**Your goal:** Please copy out every line in the entries that includes the word "orange".

---------- Data shown

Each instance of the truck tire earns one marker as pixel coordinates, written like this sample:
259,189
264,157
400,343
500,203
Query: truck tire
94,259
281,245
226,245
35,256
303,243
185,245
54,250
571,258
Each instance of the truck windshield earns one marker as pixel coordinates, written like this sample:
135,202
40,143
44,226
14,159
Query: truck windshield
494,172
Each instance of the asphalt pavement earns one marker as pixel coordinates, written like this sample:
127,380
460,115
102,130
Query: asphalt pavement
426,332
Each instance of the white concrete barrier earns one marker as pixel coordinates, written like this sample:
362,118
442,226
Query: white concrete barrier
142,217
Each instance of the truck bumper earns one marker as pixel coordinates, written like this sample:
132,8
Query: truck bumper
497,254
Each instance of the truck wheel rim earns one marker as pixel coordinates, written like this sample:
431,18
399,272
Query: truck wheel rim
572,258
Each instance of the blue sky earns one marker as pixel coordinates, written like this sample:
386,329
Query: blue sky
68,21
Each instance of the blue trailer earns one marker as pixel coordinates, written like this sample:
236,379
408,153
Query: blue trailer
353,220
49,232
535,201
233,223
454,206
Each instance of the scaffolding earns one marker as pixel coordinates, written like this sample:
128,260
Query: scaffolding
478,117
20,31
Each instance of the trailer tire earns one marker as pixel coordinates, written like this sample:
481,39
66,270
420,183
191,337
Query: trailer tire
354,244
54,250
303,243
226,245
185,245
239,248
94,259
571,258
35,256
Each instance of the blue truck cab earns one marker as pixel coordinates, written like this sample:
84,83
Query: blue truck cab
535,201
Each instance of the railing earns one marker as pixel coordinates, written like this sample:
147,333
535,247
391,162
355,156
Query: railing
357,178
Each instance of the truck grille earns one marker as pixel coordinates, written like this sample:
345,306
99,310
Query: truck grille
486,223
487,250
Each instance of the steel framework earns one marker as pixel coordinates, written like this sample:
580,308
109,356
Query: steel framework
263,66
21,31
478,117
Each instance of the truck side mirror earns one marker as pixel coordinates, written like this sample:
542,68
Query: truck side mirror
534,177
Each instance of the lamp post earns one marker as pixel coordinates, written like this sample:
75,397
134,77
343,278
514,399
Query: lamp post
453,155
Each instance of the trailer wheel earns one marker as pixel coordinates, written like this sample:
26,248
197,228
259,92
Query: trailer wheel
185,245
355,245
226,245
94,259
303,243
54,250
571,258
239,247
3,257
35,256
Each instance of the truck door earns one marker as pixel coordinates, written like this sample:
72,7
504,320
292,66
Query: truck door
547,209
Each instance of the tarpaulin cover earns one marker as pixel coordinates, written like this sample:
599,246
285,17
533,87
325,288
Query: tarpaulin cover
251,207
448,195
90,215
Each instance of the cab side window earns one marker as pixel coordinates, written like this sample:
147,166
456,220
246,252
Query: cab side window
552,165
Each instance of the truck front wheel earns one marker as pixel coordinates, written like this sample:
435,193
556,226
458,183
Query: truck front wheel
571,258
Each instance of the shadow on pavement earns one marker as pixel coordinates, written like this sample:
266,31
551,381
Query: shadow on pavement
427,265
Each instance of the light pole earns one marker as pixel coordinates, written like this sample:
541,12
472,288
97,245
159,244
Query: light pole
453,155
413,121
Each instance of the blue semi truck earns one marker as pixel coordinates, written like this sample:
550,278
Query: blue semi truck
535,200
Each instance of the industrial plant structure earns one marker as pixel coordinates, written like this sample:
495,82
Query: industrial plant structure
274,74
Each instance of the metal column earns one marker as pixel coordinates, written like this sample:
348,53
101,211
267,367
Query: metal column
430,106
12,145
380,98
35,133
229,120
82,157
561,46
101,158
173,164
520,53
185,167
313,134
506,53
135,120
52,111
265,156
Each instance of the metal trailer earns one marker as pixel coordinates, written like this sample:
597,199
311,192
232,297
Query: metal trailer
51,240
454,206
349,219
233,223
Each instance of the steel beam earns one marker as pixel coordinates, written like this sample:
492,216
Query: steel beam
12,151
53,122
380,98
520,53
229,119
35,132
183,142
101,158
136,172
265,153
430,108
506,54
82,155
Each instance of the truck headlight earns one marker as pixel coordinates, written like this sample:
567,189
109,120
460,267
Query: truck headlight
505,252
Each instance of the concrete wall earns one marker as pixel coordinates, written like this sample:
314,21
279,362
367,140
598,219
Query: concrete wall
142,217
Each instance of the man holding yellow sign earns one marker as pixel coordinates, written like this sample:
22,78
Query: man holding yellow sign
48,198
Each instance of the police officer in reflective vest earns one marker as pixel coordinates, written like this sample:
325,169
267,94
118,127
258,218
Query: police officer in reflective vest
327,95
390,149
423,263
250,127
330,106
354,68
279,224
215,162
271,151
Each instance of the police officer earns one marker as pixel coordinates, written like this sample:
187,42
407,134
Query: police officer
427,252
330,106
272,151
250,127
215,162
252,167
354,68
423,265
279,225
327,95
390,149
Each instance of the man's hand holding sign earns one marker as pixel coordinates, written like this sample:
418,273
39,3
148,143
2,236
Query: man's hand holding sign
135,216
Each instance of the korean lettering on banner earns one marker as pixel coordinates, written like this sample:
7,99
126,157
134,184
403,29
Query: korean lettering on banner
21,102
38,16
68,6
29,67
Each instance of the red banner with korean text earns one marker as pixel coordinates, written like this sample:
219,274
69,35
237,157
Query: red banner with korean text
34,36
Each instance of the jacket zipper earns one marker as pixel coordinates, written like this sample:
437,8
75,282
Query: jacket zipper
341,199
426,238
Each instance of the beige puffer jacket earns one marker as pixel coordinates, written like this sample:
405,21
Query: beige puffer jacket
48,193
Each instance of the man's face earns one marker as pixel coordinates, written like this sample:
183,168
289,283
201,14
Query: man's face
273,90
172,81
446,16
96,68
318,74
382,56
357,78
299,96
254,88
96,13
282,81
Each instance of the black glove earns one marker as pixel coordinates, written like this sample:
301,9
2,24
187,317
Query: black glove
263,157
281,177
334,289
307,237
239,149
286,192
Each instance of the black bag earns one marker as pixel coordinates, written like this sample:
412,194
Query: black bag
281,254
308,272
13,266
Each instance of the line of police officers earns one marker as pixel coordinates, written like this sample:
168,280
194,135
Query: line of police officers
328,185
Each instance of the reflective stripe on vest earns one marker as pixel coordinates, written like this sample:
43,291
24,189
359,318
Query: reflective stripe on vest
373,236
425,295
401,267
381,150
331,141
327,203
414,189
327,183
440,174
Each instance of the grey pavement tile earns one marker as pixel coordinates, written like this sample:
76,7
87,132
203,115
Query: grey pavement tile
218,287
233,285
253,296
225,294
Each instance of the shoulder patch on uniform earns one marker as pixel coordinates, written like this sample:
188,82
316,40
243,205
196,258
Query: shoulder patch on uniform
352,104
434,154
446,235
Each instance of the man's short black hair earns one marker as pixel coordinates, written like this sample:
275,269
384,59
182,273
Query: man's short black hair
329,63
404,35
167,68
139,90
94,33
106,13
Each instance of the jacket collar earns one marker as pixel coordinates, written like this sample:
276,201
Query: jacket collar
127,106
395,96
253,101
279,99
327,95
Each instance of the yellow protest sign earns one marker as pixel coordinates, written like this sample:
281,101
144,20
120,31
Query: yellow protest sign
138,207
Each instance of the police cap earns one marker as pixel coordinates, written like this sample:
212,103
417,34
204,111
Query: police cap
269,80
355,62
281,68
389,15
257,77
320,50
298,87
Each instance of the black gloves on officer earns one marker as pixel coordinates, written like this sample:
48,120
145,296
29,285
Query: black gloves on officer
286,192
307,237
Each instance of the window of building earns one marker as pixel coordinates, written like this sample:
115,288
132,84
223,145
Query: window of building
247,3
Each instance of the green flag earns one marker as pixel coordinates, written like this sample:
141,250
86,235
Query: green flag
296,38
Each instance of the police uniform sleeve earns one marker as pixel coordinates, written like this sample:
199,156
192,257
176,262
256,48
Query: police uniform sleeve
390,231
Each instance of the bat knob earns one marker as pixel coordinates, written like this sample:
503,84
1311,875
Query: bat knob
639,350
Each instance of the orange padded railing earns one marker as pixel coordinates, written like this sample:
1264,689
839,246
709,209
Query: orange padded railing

--------------------

**Answer section:**
Each instance of the orange padded railing earns one marker as pixel coordinates, written like this sample:
Query: orange padded railing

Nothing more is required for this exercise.